─── EXERCISE PASSAGE ───

By CATHERINE SAINT LOUIS
Girls get nose jobs, so why the outrage over face shaping?
Charice Pempengco, the petite Filipino teenager whose knockout voice has wowed Oprah and millions worldwide, recently caused a stir of another kind.
To prepare for her appearance on the Fox TV show “Glee” this fall, Ms. Pempengco, who is 18, got Botox injections . “I want to look fresh when I appear before the camera,” she said on Philippine television during the visit at which her doctor, Vicki Belo, injected her jaw.
Outrage ensued. Doctors, childrearing experts and others lamented the regrettable message sent to young fans of “Glee,” a show with a theme of self-acceptance. But like it or not, Ms. Pempengco has plenty of company. According to the American Society of Plastic Surgeons, botulinum toxin, which is sold under the brand names Botox and Dysport, was injected last year into Americans ages 13 to 19 nearly 12,000 times, including some teenagers who got multiple doses.
Doctors are injecting teenagers for a variety of perceived imperfections, from a too-gummy smile to a toosquare jaw.
In February, Phu Pham, who is 19 and lives in San Antonio, Texas, got Botox injections to narrow what he considered to be his “bodybuilder”- big jaw muscle, which he felt didn’t fit his otherwise slim face.
“I was nitpicking myself a little bit,” said Mr. Pham, a student and X-ray technician for the Air Force. Before his $800 Botox procedure, his left jaw muscle bulged a bit more than the right one, he said, and now, “neither side really bulges out as much.”
After the treatment, Mr. Pham said, his parents asked whether he’d lost weight. He had not. “I told them I didn’t go under the knife,” he said. “I didn’t do anything drastic. I just got Botox injected into my chewing muscles,” or masseter muscles. After their initial surprise, Mr. Pham said, his parents did not object.

─── RECORDS SUPPLIED ───

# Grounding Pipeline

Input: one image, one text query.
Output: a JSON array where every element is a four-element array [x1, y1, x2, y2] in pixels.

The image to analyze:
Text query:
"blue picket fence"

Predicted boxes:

───

(TASKS FOR THIS EXERCISE)
a: Using the article on teenage Botox injections, decide whether each statement agrees with it, and quote the words that settle each one: (i) Ms. Pempengco was 18 when she got Botox injections; (ii) Mr. Pham paid $1,200 for his procedure; (iii) Mr. Pham's parents objected to the treatment.
b: Write the next few sentences of the article on teenage Botox injections, picking up after its final sentence.
The rows have no connection to the article on teenage Botox injections.

(OUTPUTS IN ORDER)
a:
(i) Yes: "Ms. Pempengco, who is 18, got Botox injections."
(ii) No: "Before his $800 Botox procedure."
(iii) No: "After their initial surprise, Mr. Pham said, his parents did not object."

b:
His doctor, Samuel M. Lam, is a facial plastic surgeon in Dallas who said he has seen more than 100 patients for jaw reduction via Botox. About 90 percent of them sought treatment for cosmetic reasons, he said, but even the 10 percent who had medical problems wanted it for aesthetic purposes, too.
Dr. Lam said he had injected many people in their late teens and 20s, but no minors. But he said he is not opposed to treating children this way, depending on their maturity and motivation. “A lot of teenagers tease each other about things that as adults we may not consider as important,” Dr. Lam said, adding that he has performed cosmetic surgery on teenagers, including nose jobs and an operation to create creases in the eyelids of minors of Asian descent.
The fact that teenagers would use a toxin to improve their looks surprises and upsets many adults. On her Web site, Michele Borba, the author of many parenting books, didn’t disguise her scorn.
“If your daughter is begging for Botox, believe me, an injection is not the cure,” Ms. Borba wrote. “There’s a much deeper issue at stake and I’m betting it’s self-esteem.”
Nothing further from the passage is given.